Task prompt:
Output the listing below in full, exactly as written.

Material supplied:
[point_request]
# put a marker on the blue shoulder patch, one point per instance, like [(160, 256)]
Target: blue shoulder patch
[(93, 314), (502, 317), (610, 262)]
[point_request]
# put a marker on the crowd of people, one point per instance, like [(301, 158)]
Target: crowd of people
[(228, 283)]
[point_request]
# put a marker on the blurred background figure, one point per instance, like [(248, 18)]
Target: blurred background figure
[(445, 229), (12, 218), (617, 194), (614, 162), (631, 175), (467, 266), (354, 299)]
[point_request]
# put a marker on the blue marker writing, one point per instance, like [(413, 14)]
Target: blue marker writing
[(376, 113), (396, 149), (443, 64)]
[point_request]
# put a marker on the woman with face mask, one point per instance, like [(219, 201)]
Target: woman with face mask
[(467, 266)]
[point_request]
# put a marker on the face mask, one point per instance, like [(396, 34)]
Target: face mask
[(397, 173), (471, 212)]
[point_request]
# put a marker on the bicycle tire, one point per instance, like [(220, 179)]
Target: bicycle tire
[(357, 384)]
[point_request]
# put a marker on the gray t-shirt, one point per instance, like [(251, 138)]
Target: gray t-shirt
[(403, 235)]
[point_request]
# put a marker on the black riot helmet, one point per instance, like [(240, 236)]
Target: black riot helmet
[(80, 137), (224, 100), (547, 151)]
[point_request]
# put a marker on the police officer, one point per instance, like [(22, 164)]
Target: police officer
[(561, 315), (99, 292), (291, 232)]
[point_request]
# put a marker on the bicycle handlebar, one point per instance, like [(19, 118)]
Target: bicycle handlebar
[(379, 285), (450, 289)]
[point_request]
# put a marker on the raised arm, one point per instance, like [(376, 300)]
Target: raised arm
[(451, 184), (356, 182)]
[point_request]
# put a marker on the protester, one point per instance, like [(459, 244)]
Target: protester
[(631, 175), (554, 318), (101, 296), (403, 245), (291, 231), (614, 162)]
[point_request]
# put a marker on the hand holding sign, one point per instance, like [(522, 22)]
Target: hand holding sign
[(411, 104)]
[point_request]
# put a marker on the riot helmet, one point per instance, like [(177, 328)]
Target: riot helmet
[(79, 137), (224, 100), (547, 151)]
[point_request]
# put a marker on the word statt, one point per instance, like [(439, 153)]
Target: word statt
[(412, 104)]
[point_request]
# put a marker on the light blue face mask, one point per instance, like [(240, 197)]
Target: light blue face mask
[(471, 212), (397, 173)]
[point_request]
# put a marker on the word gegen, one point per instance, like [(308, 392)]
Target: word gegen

Solution to this problem:
[point_request]
# put a marker on the blue shoulder patch, one point per instance, like [(160, 256)]
Target: blue shoulder patch
[(93, 314), (502, 317), (610, 262)]
[point_request]
# put a marker on the crowd of people, one point per instance, like [(301, 158)]
Target: crowd of people
[(228, 283)]
[point_request]
# put a marker on the blurred background figure, one point per instance, like [(248, 18)]
Target: blurred background figure
[(445, 229), (12, 218), (617, 194), (614, 162), (631, 175), (467, 266), (354, 299)]
[point_request]
# put a marker on the blue marker writing, one point per instance, like [(413, 14)]
Target: blue marker writing
[(376, 113), (396, 149), (443, 64)]
[point_request]
# put a marker on the woman with face mask, one point per instance, like [(219, 201)]
Target: woman with face mask
[(467, 266)]
[point_request]
# put a marker on the face mask, one point per instance, like [(396, 34)]
Target: face mask
[(397, 173), (471, 212)]
[point_request]
# put a marker on the bicycle tire, one point per instance, like [(220, 179)]
Target: bicycle tire
[(357, 384)]
[point_request]
# put a marker on the gray t-shirt, one point per instance, like [(251, 138)]
Target: gray t-shirt
[(403, 235)]
[point_request]
# put a marker on the black riot helmet, one point per instance, like [(240, 236)]
Target: black riot helmet
[(80, 137), (224, 100), (547, 151)]
[point_request]
# put a marker on the police officer, one point per instance, like [(22, 164)]
Target: police officer
[(561, 315), (99, 292), (291, 232)]
[point_request]
# put a marker on the bicycle handlebar, one point per instance, like [(19, 118)]
Target: bicycle handlebar
[(379, 285), (450, 289)]
[point_request]
# put a marker on the raised arm, one point per instance, like [(376, 300)]
Target: raised arm
[(451, 184), (356, 182)]
[point_request]
# put a marker on the protester, one point per instance, like [(459, 244)]
Target: protester
[(631, 175), (554, 318), (101, 296), (403, 245), (291, 231), (614, 162)]
[point_request]
# put a marker on the hand holding sign, one point per instance, like [(522, 22)]
Target: hand holding sign
[(411, 104)]
[point_request]
# put a marker on the riot helmet, one point per instance, like [(177, 328)]
Target: riot helmet
[(79, 137), (224, 100), (547, 151)]
[point_request]
# put a marker on the word statt, one point per instance, like [(439, 153)]
Target: word statt
[(412, 104)]
[point_request]
# put a marker on the light blue face mask, one point per instance, like [(240, 197)]
Target: light blue face mask
[(471, 212), (397, 173)]
[point_request]
# put a marker on the word gegen, one point per instance, like [(308, 392)]
Target: word gegen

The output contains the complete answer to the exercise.